▶ Exercise 1: According to the Andrey Alyoshin biography, what position did he hold from 1925 to 1930?

▶ Excerpted passage:
Start
- Native name: Андрей Васильевич Алёшин
- Born: 21 May [O.S. 3 June] 1905 Novoselki, Kozelsky Uyezd, Kaluga Governorate, Russian Empire
- Died: 11 April 1974 (aged 68) Popelevo, Kozelsky District, Kaluga Oblast, RSFSR, USSR
- Allegiance: Soviet Union
- Branch: Red Army
- Service years: 1939–1945
- Conflicts: Winter War World War II
- Awards: Hero of the Soviet Union Order of Glory

= Andrey Alyoshin =

Andrey Vasilyevich Alyoshin (Андрей Васильевич Алёшин; – 11 April 1974) was a machine gunner in the Red Army during World War II and one of only four people that was both a Hero of the Soviet Union and full bearer of the Order of Glory.

==Early life==
Alyoshin was born on 1905 to a Russian peasant family in Novoselki village, located within the present-day Kozelsky district of the Kaluga oblast. At the age of seven his father died, leaving his family destitute. Nevertheless, he went on to complete basic schooling in two years, but was also self-taught. From 1925 to 1930 he worked as chairman of the Vyazovoy village council. Later he worked as an accountant at a state farm. In 1939 he entered the Red Army and served as a gunner in the Polish campaign and Winter War, but was soon demobilized in 1940.
End
▶ Exercise 2: Write out everything in the region labeling records from the line containing "the dark tree" down to the line containing "[9,202,158,321]", with both of those lines included.

(Region labeling records)
Start
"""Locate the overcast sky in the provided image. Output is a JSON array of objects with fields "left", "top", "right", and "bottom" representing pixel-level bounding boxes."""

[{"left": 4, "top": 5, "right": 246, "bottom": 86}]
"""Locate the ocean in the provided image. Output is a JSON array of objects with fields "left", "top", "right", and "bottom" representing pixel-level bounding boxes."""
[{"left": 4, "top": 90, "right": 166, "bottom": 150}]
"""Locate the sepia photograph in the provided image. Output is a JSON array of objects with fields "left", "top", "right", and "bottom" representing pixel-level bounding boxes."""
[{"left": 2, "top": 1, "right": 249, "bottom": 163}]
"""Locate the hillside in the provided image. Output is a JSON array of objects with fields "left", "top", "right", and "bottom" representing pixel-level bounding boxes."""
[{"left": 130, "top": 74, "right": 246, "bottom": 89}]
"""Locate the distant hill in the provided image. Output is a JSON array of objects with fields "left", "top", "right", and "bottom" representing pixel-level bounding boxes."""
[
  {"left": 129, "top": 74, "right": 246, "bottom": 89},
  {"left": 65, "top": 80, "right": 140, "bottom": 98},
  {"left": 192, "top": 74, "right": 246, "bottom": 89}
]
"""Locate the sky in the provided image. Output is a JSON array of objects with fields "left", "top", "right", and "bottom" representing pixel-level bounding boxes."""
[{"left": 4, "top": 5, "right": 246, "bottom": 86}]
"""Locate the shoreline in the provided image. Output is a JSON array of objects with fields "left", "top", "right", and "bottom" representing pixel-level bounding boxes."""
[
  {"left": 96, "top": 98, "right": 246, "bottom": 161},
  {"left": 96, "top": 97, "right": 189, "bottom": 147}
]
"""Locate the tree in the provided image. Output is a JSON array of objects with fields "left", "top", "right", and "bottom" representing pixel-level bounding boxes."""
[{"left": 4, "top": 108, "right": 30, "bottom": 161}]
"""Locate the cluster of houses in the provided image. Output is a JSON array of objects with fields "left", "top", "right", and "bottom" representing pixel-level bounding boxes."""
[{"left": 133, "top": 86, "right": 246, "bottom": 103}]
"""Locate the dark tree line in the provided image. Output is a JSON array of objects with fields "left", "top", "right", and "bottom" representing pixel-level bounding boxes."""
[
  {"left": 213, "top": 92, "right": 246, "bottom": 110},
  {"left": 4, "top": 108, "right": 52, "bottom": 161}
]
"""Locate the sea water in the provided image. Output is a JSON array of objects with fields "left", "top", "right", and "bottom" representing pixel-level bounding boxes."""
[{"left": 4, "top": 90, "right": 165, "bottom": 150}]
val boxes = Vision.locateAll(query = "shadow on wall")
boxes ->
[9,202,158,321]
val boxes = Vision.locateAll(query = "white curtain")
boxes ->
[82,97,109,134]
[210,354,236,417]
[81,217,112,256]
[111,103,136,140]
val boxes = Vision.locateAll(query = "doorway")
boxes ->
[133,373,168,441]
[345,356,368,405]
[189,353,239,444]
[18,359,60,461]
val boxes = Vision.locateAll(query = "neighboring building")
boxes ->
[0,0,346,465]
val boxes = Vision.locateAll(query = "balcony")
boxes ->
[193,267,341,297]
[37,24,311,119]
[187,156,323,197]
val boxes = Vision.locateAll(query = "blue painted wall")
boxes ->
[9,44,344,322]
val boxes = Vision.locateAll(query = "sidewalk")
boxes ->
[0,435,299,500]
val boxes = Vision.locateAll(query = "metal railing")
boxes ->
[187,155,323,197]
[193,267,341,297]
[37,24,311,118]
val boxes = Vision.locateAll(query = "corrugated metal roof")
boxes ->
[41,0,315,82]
End
▶ Finished answer 1: Chairman of the Vyazovoy village council.

▶ Finished answer 2:
"""Locate the dark tree line in the provided image. Output is a JSON array of objects with fields "left", "top", "right", and "bottom" representing pixel-level bounding boxes."""
[
  {"left": 213, "top": 92, "right": 246, "bottom": 110},
  {"left": 4, "top": 108, "right": 52, "bottom": 161}
]
"""Locate the sea water in the provided image. Output is a JSON array of objects with fields "left", "top", "right", and "bottom" representing pixel-level bounding boxes."""
[{"left": 4, "top": 90, "right": 165, "bottom": 150}]
val boxes = Vision.locateAll(query = "shadow on wall")
boxes ->
[9,202,158,321]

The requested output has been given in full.